Challenge: Transcribe all of the material exactly, except for its pictures.

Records
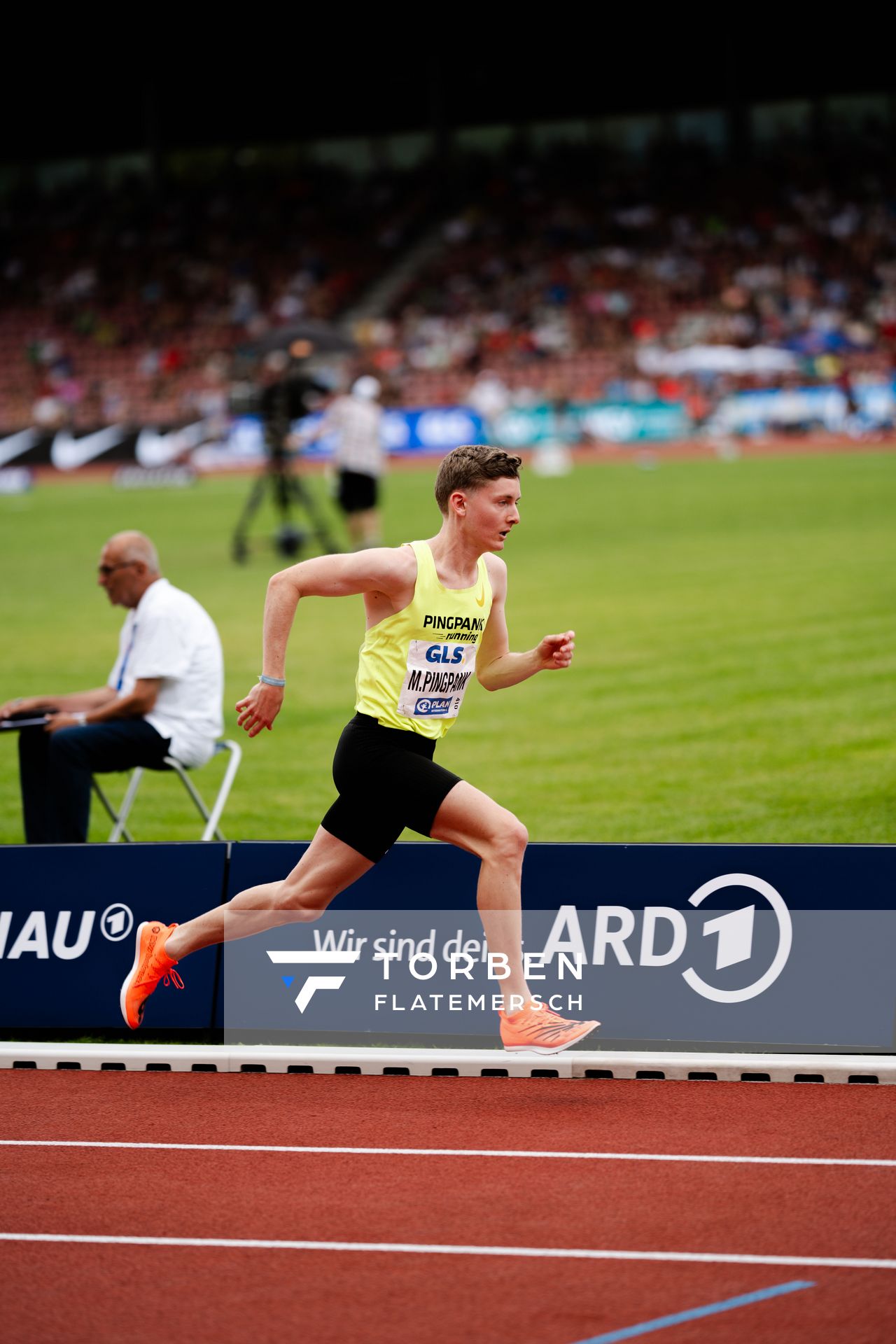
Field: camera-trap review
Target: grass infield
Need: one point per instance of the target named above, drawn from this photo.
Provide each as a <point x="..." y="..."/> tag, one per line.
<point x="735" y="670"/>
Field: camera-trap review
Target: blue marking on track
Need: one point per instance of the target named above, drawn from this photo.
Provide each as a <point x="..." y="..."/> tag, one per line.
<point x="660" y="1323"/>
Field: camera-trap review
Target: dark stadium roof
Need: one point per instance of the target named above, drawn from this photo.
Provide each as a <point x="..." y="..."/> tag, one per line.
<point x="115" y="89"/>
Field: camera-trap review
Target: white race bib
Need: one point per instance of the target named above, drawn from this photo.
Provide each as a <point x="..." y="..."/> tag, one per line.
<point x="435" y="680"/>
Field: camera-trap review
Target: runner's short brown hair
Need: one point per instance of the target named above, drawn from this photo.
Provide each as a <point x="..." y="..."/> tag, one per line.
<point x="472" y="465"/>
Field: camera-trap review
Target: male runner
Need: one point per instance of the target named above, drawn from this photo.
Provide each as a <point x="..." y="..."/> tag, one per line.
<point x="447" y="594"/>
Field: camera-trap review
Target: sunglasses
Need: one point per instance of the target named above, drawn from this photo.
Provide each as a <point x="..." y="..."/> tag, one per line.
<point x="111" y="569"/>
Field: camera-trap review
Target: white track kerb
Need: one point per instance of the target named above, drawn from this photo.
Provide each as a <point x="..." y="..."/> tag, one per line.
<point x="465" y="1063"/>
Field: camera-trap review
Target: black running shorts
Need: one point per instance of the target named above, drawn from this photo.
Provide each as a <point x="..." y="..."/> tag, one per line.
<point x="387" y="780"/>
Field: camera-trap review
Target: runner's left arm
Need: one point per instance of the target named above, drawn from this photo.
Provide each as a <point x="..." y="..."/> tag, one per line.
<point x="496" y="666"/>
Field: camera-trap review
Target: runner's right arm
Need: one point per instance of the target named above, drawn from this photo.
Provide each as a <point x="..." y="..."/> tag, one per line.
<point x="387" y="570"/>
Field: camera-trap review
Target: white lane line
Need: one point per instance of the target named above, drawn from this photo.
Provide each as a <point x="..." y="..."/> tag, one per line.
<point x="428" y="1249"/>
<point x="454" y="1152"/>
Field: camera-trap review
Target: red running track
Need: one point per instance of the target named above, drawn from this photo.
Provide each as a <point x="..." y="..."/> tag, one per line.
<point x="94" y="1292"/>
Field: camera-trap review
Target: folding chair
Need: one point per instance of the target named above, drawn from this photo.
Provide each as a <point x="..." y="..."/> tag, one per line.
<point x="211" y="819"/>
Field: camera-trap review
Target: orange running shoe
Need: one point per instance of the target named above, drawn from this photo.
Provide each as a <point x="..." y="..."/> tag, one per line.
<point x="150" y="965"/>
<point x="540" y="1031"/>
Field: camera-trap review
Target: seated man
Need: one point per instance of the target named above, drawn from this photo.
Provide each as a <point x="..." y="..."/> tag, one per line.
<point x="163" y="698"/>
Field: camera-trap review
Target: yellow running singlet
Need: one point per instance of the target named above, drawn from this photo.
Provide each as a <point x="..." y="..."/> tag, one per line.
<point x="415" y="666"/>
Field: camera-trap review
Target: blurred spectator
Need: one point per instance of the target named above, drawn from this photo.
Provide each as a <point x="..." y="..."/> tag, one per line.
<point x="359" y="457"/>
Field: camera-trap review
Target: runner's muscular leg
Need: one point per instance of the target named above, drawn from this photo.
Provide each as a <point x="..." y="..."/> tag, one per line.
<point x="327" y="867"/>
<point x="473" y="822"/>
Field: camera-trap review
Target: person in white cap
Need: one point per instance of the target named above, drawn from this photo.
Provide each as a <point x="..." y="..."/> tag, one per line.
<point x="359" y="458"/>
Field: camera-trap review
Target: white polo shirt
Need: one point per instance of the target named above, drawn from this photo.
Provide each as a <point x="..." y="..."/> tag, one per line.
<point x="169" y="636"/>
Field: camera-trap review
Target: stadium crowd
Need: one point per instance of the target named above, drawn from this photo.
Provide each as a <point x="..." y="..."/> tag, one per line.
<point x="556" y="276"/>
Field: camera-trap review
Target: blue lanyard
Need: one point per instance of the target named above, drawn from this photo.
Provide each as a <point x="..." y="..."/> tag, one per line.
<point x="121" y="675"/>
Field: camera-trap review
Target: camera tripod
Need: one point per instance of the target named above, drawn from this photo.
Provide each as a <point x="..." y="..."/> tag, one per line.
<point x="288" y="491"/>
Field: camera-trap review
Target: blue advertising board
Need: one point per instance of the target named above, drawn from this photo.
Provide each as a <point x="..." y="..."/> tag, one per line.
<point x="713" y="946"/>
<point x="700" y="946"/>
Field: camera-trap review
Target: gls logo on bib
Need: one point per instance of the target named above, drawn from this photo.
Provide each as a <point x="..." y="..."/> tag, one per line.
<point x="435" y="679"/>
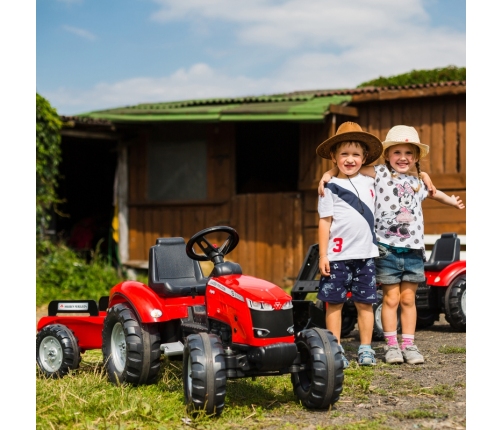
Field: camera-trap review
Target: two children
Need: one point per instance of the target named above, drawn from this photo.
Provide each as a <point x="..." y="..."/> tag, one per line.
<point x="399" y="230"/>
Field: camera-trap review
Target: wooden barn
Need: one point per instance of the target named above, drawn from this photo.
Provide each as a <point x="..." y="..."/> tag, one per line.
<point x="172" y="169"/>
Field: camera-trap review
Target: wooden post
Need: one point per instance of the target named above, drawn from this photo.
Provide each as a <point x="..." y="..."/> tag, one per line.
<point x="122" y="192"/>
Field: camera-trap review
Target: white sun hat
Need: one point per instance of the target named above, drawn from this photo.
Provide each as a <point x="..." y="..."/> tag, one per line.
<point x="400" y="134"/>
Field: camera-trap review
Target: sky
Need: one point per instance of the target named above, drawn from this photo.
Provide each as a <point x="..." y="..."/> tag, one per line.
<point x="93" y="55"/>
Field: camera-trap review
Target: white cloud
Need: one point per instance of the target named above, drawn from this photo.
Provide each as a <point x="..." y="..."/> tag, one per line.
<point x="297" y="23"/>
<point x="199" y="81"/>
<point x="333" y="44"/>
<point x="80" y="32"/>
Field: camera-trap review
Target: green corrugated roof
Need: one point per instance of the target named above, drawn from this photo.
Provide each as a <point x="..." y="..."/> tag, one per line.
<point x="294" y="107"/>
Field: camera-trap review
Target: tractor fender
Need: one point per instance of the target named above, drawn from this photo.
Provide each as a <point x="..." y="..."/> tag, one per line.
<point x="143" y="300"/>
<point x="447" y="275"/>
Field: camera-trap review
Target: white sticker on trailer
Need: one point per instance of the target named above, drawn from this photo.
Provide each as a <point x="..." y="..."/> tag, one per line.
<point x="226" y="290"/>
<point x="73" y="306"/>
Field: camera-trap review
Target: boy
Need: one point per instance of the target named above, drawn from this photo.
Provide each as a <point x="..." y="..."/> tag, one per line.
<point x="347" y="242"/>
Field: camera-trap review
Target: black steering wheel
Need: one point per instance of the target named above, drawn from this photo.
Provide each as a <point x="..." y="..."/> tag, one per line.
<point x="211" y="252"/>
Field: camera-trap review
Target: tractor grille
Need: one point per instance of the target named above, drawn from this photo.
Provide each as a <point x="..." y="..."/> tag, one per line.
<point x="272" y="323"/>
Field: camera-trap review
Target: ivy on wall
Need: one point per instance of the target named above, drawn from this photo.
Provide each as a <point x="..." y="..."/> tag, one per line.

Solution for this task:
Field: camera-trap review
Target: grass infield
Need: one point per instance of the target named above, drawn from this photo.
Provide each as a <point x="..." y="..."/> tag, one per line.
<point x="735" y="670"/>
Field: camera-trap review
Target: blue marking on track
Need: one point per instance of the target named above, drawn from this photo.
Provide each as a <point x="..." y="..."/> tag, one per line.
<point x="660" y="1323"/>
Field: camera-trap review
Target: dark stadium roof
Need: one point per instance of the target named above, drawn from this photo.
Provide each as a <point x="..." y="..."/> tag, one per line.
<point x="115" y="89"/>
Field: camera-trap review
Target: white race bib
Need: one point per instance of the target named above, drawn from this photo.
Provide each as a <point x="..." y="..."/> tag, one per line.
<point x="435" y="680"/>
Field: camera-trap review
Target: runner's short brown hair
Need: one point per instance of the target named above, drawn from this photo.
Provide each as a <point x="..." y="..."/> tag, one per line.
<point x="472" y="465"/>
Field: camera-trap review
Target: male runner
Need: one point per instance of the target named above, drawn from this photo.
Provide each as a <point x="..." y="..."/> tag, one per line.
<point x="447" y="594"/>
Field: camera-trap review
Target: sunglasses
Need: one point per instance of the target named above, drawn from this photo.
Provide each as a <point x="..." y="..."/> tag, one per line.
<point x="111" y="569"/>
Field: camera-trap review
Target: white track kerb
Need: one point per instance of the target named above, drawn from this photo.
Provide each as a <point x="..." y="..."/> tag, one per line.
<point x="465" y="1063"/>
Field: camera-trap review
Target: black running shorts
Need: one point per instance of the target named above, drawn from this photo.
Provide each as a <point x="..." y="..."/> tag, one per line.
<point x="387" y="780"/>
Field: camera-trap review
Target: runner's left arm
Need: one point per instance of the target named above, drawn from this photo.
Provide each as a <point x="..." y="..."/> tag, one per line.
<point x="496" y="666"/>
Field: camera-trap review
Target: runner's right arm
Need: one point per instance of the target named above, drawn from this photo.
Provide each as a <point x="..." y="..."/> tag, one per line.
<point x="387" y="570"/>
Field: camera-trap review
Target: white lane line
Need: one point per instance of the target named above, drawn from this photo.
Provide each as a <point x="..." y="..."/> tag, one per line.
<point x="428" y="1249"/>
<point x="454" y="1152"/>
Field: camera-trap review
Target: red running track
Need: one point per instance of the target named above, drawn from this photo.
Provide each as a <point x="..." y="..."/> tag, one per line.
<point x="94" y="1292"/>
Field: camera-trap review
Target: folding chair
Need: one point per instance of the target named above, drawn from this photo.
Provide each as a <point x="..." y="..."/> tag, one per line.
<point x="211" y="819"/>
Field: camera-trap review
Target: orange running shoe
Need: one point per instance of the target named above, drawn from this photo.
Provide each as a <point x="..." y="..."/> tag, one per line.
<point x="150" y="965"/>
<point x="540" y="1031"/>
Field: camera-trap review
Target: seated man
Need: one point per instance of the target named above, drawn from this photo.
Provide each as a <point x="..." y="..."/> tag, one per line.
<point x="163" y="698"/>
Field: camera-trap review
Target: yellow running singlet
Need: one point per instance of the target named above, drawn from this photo.
Provide each as a <point x="..." y="..."/> tag, one per line.
<point x="415" y="666"/>
Field: camera-trap review
Target: blurred spectator
Need: one point per instance of the target named above, drawn from this photo.
Provide each as a <point x="..." y="..."/> tag, one per line.
<point x="359" y="457"/>
Field: camera-trap review
Target: runner's muscular leg
Need: one point per instance of the target named above, drawn from this photo.
Provide each as a <point x="..." y="..."/> tag, one per line.
<point x="327" y="867"/>
<point x="473" y="822"/>
Field: camera-trap review
Target: person in white cap
Need: one point per instance of the target named above, drawn from this photo.
Provide each as a <point x="..." y="..."/> tag, one per line.
<point x="359" y="458"/>
Field: camera-trap review
Target: white polo shirt
Need: one point per instance of the target named above, drawn from this photo.
Provide each as a <point x="..." y="..."/> tag, one per line.
<point x="169" y="636"/>
Field: camera-trap review
Target: stadium crowd
Need: one point per instance of the target named above, drawn from this photo.
Provide each as a <point x="..." y="..."/> tag, one per line.
<point x="556" y="276"/>
Field: camera-trap review
Target: blue lanyard
Need: one point per instance of the target named above, drawn from this photo.
Provide each as a <point x="..." y="..."/> tag, one per line.
<point x="121" y="675"/>
Field: camera-trap review
Target: camera tripod
Need: one point per instance of the target named above, drawn from this photo.
Provide each as a <point x="..." y="..."/> tag, one per line.
<point x="288" y="491"/>
Field: camera-trap review
Target: blue advertising board
Need: one point per instance of the target named above, drawn from this photo.
Provide each as a <point x="..." y="..."/> tag, one per line.
<point x="713" y="946"/>
<point x="700" y="946"/>
Field: camera-trap review
Target: gls logo on bib
Need: one point per instance of the target named above, drawn from this photo.
Provide each as a <point x="..." y="..."/> tag, one per line.
<point x="435" y="679"/>
Field: camera-trap review
Target: two children
Need: one point per instance of the target named above, drawn from this photo.
Provide each as a <point x="..." y="..."/> tag, one per line.
<point x="399" y="230"/>
Field: camera-trap review
Target: wooden barn
Need: one point per instance of the target named above, drawn from this photo.
Provide each as a <point x="..." y="..."/> tag, one per line.
<point x="172" y="169"/>
Field: camera-trap review
Target: wooden post
Need: one point per instance of the target named above, drawn from this photo.
Provide each as a <point x="..." y="..."/> tag, one per line.
<point x="122" y="192"/>
Field: camera-trap review
Target: white sun hat
Need: one point per instance of the target named above, drawn from this photo.
Provide each as a <point x="..." y="..."/> tag, one per line.
<point x="400" y="134"/>
Field: camera-trap review
Target: sky
Need: one point per instance of the target named above, drawn from this photo.
Provide each as a <point x="..." y="..."/> tag, one per line.
<point x="93" y="55"/>
Field: camera-trap review
Target: white cloud
Need: one point per instance of the target named above, drawn from this photo.
Provide each as a <point x="..." y="..."/> tag, one per line.
<point x="297" y="23"/>
<point x="199" y="81"/>
<point x="333" y="44"/>
<point x="80" y="32"/>
Field: camera-trap review
Target: green corrugated roof
Need: one point per instance of the target named above, drawn from this photo.
Provide each as a <point x="..." y="..."/> tag, one per line.
<point x="294" y="107"/>
Field: camera-trap review
Target: tractor fender
Need: one point per instance of the target named above, drawn from this photo.
Provide each as a <point x="..." y="..."/> tag, one per line.
<point x="143" y="300"/>
<point x="447" y="275"/>
Field: camera-trap review
Target: white sticker on trailer
Need: one point per instance of the target named above, drawn from this photo.
Provide each as a <point x="..." y="..."/> tag, one per line.
<point x="226" y="290"/>
<point x="73" y="306"/>
Field: camera-trap review
Target: boy
Need: one point per instance of the target named above, drawn from this photo.
Provide each as a <point x="..." y="..."/> tag, one per line.
<point x="347" y="242"/>
Field: camera-trap review
Target: black steering wheel
Need: one point per instance of the target named above, drawn from this photo.
Provide each as a <point x="..." y="..."/> tag, one per line.
<point x="211" y="252"/>
Field: camera-trap review
Target: tractor grille
Need: one point per instance of the target named above, drawn from this photo.
Provide each as a <point x="..." y="..."/> tag, one per line.
<point x="272" y="323"/>
Field: camera-trap review
Target: ivy on wall
Need: one point per instance of the target named above, drawn from this photo.
Provide each as a <point x="..." y="..."/> tag, one per line.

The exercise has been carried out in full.